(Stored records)
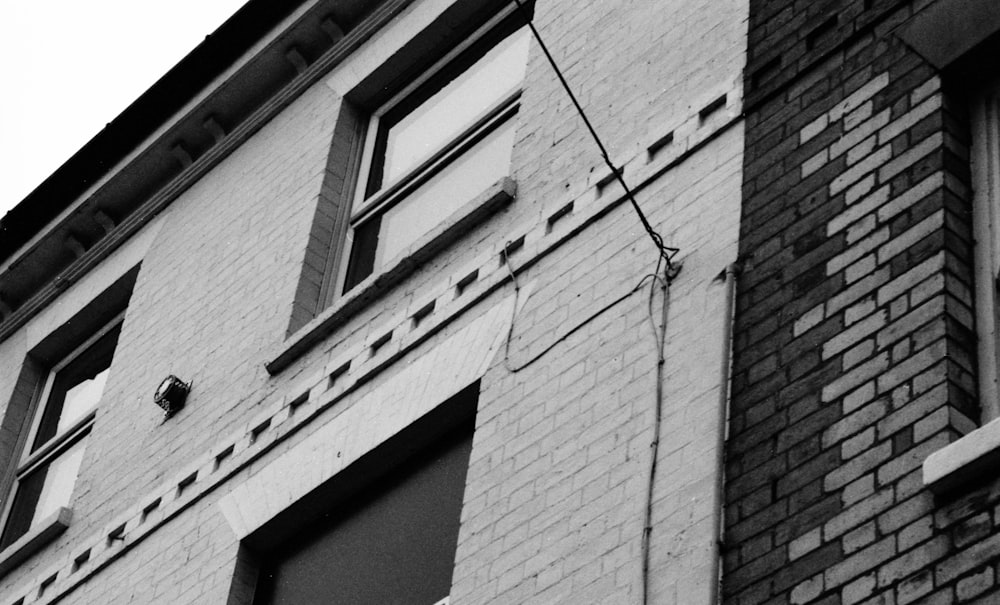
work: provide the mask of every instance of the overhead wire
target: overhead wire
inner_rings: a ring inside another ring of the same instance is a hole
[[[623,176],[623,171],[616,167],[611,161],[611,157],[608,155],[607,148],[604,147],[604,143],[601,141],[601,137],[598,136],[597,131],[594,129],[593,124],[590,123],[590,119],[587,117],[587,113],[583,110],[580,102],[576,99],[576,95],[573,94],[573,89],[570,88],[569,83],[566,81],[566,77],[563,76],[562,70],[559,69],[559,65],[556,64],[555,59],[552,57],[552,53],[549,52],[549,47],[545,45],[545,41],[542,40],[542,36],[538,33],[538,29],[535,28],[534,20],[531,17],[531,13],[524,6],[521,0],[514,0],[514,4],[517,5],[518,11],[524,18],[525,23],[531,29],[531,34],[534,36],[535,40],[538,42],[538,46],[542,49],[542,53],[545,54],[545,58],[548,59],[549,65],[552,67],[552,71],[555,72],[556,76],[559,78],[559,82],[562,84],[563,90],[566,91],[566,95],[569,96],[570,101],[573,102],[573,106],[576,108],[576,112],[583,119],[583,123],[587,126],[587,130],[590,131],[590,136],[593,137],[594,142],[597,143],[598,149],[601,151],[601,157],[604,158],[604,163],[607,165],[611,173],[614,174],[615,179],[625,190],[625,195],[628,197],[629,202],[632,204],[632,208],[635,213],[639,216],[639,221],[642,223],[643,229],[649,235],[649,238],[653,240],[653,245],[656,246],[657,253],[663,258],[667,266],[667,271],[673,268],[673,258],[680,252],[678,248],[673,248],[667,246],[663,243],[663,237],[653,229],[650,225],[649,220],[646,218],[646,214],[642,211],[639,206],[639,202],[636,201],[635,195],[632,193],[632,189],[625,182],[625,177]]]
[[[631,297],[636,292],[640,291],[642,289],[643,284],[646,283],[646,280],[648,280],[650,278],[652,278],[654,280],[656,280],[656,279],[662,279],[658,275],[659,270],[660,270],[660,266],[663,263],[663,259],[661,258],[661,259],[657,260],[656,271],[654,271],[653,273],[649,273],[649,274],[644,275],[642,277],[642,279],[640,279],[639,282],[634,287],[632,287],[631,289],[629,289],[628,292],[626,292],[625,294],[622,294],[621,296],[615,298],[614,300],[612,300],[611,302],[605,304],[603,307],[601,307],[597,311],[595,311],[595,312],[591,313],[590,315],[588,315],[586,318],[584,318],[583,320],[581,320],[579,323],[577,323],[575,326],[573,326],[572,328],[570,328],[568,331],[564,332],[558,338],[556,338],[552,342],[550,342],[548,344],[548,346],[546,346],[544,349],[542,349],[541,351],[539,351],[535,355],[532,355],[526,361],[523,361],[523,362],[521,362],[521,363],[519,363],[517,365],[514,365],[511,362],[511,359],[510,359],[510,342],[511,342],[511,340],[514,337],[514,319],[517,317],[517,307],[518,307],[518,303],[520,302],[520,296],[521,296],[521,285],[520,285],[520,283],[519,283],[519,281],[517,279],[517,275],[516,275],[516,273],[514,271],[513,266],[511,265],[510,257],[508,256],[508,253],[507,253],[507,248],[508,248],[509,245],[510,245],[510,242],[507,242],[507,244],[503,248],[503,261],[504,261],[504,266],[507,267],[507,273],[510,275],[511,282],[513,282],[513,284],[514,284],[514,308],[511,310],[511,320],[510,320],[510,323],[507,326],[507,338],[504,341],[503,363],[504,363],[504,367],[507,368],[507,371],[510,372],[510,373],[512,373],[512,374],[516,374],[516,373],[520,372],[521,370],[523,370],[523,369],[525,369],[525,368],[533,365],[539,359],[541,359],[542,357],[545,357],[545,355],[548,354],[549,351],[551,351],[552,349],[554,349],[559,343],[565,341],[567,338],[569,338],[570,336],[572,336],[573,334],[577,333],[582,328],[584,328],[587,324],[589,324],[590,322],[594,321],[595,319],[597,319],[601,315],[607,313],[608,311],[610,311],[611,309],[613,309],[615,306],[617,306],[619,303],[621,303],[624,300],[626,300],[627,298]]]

What the exercise asks » Say again, word for word, the lines beginning at the top of the data and ending with the line that has "target: overhead wire". Skip the pictures.

Reply »
work: provide the mask of every instance of the overhead wire
target: overhead wire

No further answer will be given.